Isso se dá porque, mantida a incapacidade laboral e, por conseguinte, a qualidade de dependente, o seu genitor ou responsável pode deduzir tais gastos da base de cálculo do imposto sobre a renda, sem qualquer limitação de valor. De outra parte, ao receber um salário, a pessoa com deficiência perde a condição de dependente e passa a ter que declarar os seus rendimentos de forma isolada, o que provavelmente a impedirá de descontar a maior parte do montante das despesas médicas. Isso ocorre porque, em geral, as pessoas com deficiência, quando obtêm um emprego, recebem salários menores do que os demais trabalhadores.

Nesse ponto, não sendo possível à pessoa com deficiência deduzir boa parte de suas despesas médicas da base de cálculo do imposto sobre a renda, há uma clara afronta ao conceito constitucional de renda e ao

princípio da capacidade contributiva (arts. 153, II, e 145, § 1º, da CF/88). A dependência, como causa de dedução de valores da base de cálculo do IRPF, ampara-se no fato de que, ordinariamente, os dependentes consomem os rendimentos do pai, mãe ou responsável. As despesas por eles geradas provocam uma perda de renda para o contribuinte. Ao adotar como critério para a cessação da dependência a capacidade para o trabalho, a norma questionada nesta ação presume o que normalmente acontece: o então dependente passa a arcar com as suas próprias despesas médicas, sem mais representar um ônus financeiro para os seus genitores ou responsáveis. Contudo, não é o que ocorre, como regra, com aqueles que possuem uma pessoa com deficiência, sobretudo grave, na família. Nesse caso, dadas as particularidades envolvidas, o alto nível de despesas médicas não costuma ser compensado pelos baixos ganhos da pessoa com deficiência que exerce uma atividade remunerada. Justifica-se, dessa maneira, a diminuição da base de cálculo do imposto, para que não incida sobre valores que não representam verdadeiro acréscimo patrimonial (art. 153, III, da CF/88).

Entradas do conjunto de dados
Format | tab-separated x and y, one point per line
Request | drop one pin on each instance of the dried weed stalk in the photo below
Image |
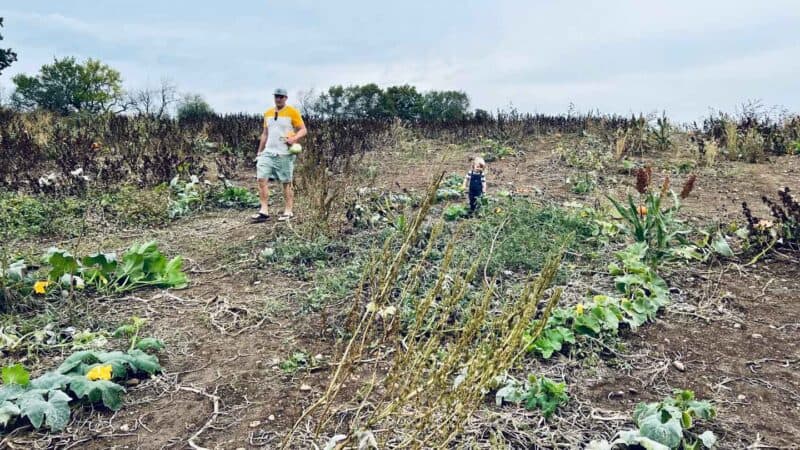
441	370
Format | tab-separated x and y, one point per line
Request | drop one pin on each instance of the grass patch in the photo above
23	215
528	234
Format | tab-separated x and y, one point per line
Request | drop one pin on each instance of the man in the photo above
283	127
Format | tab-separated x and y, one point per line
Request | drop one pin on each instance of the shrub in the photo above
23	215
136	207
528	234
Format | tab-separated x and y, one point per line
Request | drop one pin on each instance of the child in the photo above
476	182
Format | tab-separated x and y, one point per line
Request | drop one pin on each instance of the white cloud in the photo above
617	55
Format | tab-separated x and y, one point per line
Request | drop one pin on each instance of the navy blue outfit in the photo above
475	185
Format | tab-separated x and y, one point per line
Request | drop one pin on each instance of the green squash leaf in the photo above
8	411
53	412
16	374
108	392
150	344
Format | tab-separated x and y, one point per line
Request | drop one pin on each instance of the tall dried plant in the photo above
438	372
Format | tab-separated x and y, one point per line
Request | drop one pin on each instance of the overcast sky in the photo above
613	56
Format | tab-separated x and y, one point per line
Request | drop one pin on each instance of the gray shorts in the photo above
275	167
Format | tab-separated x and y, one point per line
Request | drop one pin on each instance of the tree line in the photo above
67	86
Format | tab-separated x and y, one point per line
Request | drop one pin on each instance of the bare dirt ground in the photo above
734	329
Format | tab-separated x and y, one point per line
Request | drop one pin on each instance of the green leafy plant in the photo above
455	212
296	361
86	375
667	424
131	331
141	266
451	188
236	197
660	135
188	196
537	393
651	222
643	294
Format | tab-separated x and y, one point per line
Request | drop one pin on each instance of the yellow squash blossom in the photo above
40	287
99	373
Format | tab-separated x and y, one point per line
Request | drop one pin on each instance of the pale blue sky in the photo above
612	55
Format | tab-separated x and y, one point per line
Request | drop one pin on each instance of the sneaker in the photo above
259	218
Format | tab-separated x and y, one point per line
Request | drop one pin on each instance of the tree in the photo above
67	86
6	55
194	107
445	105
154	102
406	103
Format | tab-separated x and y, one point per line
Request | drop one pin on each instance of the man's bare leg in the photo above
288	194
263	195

--

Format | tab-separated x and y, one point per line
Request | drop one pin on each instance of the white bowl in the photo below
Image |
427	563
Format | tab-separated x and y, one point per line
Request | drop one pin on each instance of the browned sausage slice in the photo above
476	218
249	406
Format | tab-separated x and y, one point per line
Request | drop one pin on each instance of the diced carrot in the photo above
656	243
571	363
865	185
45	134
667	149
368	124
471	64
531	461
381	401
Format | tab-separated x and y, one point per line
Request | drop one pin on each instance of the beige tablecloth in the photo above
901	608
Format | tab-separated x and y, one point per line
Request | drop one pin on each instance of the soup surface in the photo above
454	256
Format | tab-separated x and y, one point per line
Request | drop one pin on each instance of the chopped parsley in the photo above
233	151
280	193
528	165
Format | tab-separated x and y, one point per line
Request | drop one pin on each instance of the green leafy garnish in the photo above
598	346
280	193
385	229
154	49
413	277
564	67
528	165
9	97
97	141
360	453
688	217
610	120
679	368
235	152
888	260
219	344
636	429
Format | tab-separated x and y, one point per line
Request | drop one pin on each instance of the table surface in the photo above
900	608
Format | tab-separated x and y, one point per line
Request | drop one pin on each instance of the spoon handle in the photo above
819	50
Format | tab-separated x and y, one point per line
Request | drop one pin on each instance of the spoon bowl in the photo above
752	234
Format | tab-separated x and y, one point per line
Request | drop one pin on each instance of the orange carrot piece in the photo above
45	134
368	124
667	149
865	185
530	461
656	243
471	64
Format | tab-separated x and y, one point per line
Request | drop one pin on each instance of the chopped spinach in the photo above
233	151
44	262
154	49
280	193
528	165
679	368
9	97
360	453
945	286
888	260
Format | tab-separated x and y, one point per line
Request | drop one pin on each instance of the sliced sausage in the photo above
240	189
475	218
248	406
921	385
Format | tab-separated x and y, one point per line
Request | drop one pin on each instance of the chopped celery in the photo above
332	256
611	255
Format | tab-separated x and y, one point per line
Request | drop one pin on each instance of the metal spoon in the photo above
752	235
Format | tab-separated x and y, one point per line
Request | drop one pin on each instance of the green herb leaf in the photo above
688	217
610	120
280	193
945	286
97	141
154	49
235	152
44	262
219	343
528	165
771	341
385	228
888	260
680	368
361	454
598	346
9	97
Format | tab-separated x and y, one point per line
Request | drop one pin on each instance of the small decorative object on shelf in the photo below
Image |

--

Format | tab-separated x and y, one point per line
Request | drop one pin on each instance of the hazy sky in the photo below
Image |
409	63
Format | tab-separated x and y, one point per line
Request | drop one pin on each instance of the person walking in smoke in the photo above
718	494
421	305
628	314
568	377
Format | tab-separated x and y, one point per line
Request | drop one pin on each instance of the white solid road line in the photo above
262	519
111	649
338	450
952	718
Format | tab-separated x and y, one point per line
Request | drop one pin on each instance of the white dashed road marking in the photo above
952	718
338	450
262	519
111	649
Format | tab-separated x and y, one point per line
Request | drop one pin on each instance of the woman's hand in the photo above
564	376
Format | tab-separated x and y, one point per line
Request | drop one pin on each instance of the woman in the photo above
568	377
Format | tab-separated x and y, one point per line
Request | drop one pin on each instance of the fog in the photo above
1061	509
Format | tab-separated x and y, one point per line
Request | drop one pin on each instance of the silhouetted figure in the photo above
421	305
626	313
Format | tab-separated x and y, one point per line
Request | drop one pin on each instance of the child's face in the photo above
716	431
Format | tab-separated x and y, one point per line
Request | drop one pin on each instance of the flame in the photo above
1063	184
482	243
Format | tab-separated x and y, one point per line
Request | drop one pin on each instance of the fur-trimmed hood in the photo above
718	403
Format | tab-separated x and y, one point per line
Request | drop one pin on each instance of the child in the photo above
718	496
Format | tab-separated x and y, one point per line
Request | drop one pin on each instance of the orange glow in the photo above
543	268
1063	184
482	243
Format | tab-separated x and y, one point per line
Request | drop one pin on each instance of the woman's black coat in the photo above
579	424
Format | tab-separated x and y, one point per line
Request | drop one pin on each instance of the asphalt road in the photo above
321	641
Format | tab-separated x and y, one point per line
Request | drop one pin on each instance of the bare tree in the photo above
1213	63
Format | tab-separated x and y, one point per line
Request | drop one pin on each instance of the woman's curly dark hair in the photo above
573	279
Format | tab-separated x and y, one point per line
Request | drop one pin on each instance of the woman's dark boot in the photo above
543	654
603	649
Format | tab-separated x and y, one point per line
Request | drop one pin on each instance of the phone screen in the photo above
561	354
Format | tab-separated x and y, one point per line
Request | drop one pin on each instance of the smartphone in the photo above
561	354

■ **Objetivo do exercício**
Transcreva, do texto sobre a dedução de despesas médicas, o trecho que vai de "Isso se dá porque, mantida" até "os demais trabalhadores.".

■ **Resposta do exercício**
Isso se dá porque, mantida a incapacidade laboral e, por conseguinte, a qualidade de dependente, o seu genitor ou responsável pode deduzir tais gastos da base de cálculo do imposto sobre a renda, sem qualquer limitação de valor. De outra parte, ao receber um salário, a pessoa com deficiência perde a condição de dependente e passa a ter que declarar os seus rendimentos de forma isolada, o que provavelmente a impedirá de descontar a maior parte do montante das despesas médicas. Isso ocorre porque, em geral, as pessoas com deficiência, quando obtêm um emprego, recebem salários menores do que os demais trabalhadores.